### Instructions to follow
Repeat the first line of the listing and each line after it, exactly, through the line containing "object | boulder".

### Records for processing

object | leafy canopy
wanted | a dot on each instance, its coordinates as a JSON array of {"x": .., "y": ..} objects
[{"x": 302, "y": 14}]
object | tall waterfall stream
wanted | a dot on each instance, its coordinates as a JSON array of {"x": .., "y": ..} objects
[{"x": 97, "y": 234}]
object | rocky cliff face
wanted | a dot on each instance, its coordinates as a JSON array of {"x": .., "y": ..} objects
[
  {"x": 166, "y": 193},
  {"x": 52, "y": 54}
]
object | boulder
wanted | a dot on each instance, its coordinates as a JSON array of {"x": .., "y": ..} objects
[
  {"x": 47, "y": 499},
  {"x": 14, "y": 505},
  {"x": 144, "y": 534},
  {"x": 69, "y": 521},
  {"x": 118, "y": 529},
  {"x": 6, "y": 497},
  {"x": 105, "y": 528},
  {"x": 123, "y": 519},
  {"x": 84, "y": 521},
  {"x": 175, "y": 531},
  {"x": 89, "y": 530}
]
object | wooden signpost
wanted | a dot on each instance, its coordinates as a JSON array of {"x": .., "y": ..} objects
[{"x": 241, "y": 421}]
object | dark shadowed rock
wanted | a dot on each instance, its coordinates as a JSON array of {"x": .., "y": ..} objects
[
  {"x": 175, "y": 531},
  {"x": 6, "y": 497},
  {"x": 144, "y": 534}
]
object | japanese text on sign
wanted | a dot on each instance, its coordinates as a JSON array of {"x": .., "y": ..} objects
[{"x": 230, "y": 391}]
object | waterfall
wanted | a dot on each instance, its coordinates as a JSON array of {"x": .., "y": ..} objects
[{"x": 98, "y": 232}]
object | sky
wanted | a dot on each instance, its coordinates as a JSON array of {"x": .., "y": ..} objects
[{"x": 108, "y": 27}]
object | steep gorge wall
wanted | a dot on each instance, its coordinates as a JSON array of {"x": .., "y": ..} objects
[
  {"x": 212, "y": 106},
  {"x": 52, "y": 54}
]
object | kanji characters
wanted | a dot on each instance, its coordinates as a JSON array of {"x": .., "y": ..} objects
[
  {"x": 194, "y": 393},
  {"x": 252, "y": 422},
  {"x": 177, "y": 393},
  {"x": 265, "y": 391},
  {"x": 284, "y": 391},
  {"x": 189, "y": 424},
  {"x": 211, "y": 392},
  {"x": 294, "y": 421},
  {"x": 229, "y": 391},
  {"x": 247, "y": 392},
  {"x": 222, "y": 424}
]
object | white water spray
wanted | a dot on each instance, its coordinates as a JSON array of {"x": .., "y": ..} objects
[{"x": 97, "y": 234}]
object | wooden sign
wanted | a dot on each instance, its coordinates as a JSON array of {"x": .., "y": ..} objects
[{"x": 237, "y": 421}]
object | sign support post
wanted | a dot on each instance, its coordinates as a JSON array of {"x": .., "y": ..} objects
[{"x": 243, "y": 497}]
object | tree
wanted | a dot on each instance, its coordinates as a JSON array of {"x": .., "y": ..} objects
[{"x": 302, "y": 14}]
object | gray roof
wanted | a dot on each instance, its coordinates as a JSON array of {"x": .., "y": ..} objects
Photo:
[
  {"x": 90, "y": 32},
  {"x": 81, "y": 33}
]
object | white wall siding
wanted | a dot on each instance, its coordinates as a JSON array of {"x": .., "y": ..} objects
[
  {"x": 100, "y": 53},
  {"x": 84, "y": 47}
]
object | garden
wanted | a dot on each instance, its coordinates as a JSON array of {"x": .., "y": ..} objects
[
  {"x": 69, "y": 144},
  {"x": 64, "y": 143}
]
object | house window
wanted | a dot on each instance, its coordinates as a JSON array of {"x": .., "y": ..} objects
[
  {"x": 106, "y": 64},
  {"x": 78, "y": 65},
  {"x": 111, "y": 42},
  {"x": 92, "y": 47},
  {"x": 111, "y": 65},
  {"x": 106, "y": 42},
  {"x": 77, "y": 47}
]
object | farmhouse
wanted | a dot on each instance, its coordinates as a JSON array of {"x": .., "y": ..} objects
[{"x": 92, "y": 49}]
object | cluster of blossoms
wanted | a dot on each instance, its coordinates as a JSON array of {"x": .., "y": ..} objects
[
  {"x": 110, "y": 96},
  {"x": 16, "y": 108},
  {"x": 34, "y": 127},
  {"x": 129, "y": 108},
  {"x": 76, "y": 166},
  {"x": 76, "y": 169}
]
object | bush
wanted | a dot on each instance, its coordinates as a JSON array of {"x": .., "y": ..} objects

### Answer section
object | leafy canopy
wanted | a dot on each instance, its coordinates as a JSON array of {"x": .., "y": ..} objects
[{"x": 302, "y": 14}]
object | tall waterfall stream
wanted | a dot on each instance, its coordinates as a JSON array of {"x": .., "y": ..} objects
[{"x": 97, "y": 234}]
object | rocky cliff face
wanted | a dot on each instance, its coordinates as a JSON array of {"x": .., "y": ..} objects
[
  {"x": 166, "y": 193},
  {"x": 52, "y": 54}
]
object | boulder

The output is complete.